-- TEXT --
What would happen, the minutes asked, if the CMO/CSA’s paper ‘shows up any doubts? We will be pressurised to ban them immediately. What if it says that we need evidence of long-term effects? This will look like we are not sure about their safety’.


The “Star Chamber”

That very same day – 19 February – The Royal Society publicly waded into the Pusztai controversy saying it was going to review the evidence on GM, but Pusztai argues it was nothing more than an attack on him.

‘Their remit was to screw me and they screwed me,’ he argues. ‘They have never done it before and I had never submitted anything to them. They took on a role in which they were self-appointed, they were the prosecutors, the judges and they tried to be the executioners as well. I see no reason why I should have cooperated with them in my own hanging.’

But hung Pusztai wa
s. On 18 May 1999, the Royal Society issued its damning verdict against Pusztai, at a press conference. The report said that Pusztai’s work was ‘flawed in many aspects of design, execution and analysis and that no conclusions should be drawn from it’. The same day, 18 May, the House of Commons Science and Technology Select Committee attacked Pusztai too.

-- PROVIDED DATA --
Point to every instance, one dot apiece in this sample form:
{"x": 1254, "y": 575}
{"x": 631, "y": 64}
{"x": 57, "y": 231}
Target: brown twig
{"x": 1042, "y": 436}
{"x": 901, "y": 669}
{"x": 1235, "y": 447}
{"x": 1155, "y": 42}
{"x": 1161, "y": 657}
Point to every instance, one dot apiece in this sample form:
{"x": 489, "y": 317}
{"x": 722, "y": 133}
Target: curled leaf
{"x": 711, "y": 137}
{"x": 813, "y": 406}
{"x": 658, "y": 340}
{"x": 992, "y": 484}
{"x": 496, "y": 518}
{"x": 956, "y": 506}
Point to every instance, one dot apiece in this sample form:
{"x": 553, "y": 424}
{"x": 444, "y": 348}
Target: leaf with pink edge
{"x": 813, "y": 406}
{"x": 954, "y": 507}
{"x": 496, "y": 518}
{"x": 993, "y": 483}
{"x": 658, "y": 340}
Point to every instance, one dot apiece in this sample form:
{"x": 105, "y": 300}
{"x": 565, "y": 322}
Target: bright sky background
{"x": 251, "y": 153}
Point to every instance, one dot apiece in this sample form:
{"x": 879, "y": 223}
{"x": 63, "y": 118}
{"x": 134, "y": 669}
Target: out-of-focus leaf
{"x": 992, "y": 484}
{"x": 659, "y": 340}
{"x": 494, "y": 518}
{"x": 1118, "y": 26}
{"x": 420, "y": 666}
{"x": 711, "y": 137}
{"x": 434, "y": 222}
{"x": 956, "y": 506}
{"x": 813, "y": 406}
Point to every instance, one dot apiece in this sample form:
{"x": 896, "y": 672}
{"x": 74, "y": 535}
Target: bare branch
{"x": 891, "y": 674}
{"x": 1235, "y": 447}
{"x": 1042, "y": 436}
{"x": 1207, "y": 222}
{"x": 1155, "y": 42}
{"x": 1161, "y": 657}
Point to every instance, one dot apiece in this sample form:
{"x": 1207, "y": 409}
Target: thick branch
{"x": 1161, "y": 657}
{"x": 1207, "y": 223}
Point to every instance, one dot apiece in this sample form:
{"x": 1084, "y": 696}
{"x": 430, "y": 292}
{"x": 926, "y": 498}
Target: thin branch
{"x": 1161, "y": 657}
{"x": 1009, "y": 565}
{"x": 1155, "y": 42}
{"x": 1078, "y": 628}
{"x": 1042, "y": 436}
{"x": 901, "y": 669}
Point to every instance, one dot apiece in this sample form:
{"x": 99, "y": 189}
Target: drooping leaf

-- EXERCISE TASKS --
[1] In the Pusztai passage, on what date did the Royal Society issue its verdict against Pusztai?
[2] Transcribe the stretch of the Pusztai passage from "But hung Pusztai" through "attacked Pusztai too.".
[3] Please pick up the Pusztai passage after its final sentence and keep writing it.

-- PER-TASK ANSWERS --
[1] 18 May 1999

[2]
But hung Pusztai wa
s. On 18 May 1999, the Royal Society issued its damning verdict against Pusztai, at a press conference. The report said that Pusztai’s work was ‘flawed in many aspects of design, execution and analysis and that no conclusions should be drawn from it’. The same day, 18 May, the House of Commons Science and Technology Select Committee attacked Pusztai too.

[3]
It is beyond coincidence that The Royal Society and the Science and Select Committee published on the same day. Political insiders say that pressure was put on the Science and Technology Committee and The Royal Society to discredit Pusztai, thereby enabling the government to take control again.

This behind-the-scene coordination was partly revealed by a memo showing that the government had set up a ‘Biotechnology Presentation Group’, which included senior Ministers. A decision was taken to ‘present the government’s stance as a single package by way of an oral statement in the House. This would allow the government to get on the front foot’.

This is
exactly what happened. On 21 May, just three days after The Royal Society and Select Committee published – Jack Cunningham stood up in the House of Commons: ‘Biotechnology is an important and exciting area of scientific advance that offers enormous opportunities for improving our quality of life.’

Cunningham then laid his killer punch: ‘The Royal Society this week convincingly dismissed as wholly misleading the results of some recent research into potatoes, and the misinterpretation of it - There is no evidence to suggest that any GM foods on sale in this country are harmful’.


The Lancet

However Pusztai and Ewen had submitted a paper to the Lancet, which was finally published in October 1999. Ewen faxed a copy of the article to the Rowett before publication, as Pusztai was still required to show them any papers based on his work there. However publication was delayed by two weeks for technical reasons. ‘The rubbishing brigade had been given two weeks to do the dirty on the article. I was almost
sure they would stop it,’ says Pusztai.

First of all came the misinformation. ‘Scientists Revolt at Publication of “Flawed” GM Study’, ran The Independent, ‘the study that sparked the furore over genetically modified food has failed the ultimate test of scientific credibility’. Connor said that the referees were against publication.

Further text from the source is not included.